The input section start

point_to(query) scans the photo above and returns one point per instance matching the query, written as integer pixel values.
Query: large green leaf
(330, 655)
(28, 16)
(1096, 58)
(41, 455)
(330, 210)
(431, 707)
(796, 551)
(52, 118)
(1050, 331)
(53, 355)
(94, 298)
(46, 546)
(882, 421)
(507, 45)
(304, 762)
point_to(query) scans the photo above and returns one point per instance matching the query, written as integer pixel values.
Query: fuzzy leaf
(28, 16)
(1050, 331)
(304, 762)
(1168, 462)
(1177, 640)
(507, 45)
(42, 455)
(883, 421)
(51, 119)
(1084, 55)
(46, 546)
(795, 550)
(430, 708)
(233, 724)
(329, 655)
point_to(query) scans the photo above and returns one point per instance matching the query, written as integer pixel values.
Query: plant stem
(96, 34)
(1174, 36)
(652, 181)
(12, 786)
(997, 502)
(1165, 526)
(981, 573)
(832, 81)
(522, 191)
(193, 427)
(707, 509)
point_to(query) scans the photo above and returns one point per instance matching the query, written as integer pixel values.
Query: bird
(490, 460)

The input section end

Prompt
Each entry above needs to be output exactly.

Answer box
point_to(query) scans the photo above and returns one point per instance matching the query, written as integer pixel values.
Query: large green leaf
(330, 655)
(28, 16)
(1096, 58)
(41, 455)
(330, 210)
(431, 707)
(796, 551)
(52, 118)
(1050, 331)
(53, 355)
(94, 298)
(46, 546)
(882, 421)
(507, 45)
(304, 762)
point_to(query) scans the photo above and returns one point per instance matching the query, written as integer pixel values.
Query: fuzzy leaf
(28, 16)
(1050, 331)
(304, 762)
(1168, 462)
(1177, 640)
(507, 45)
(42, 455)
(883, 421)
(51, 119)
(1084, 55)
(46, 546)
(795, 550)
(430, 708)
(233, 724)
(329, 655)
point_to(query) scans the photo above and returns one point per instance matching the query, written as integer pixel values.
Query: plant stem
(96, 34)
(1174, 36)
(652, 181)
(12, 786)
(997, 502)
(1165, 526)
(981, 573)
(832, 81)
(522, 191)
(193, 427)
(707, 509)
point_to(query) scans the photo above and returns one point per instance matching the query, written as integer pixel values.
Query: bird
(490, 460)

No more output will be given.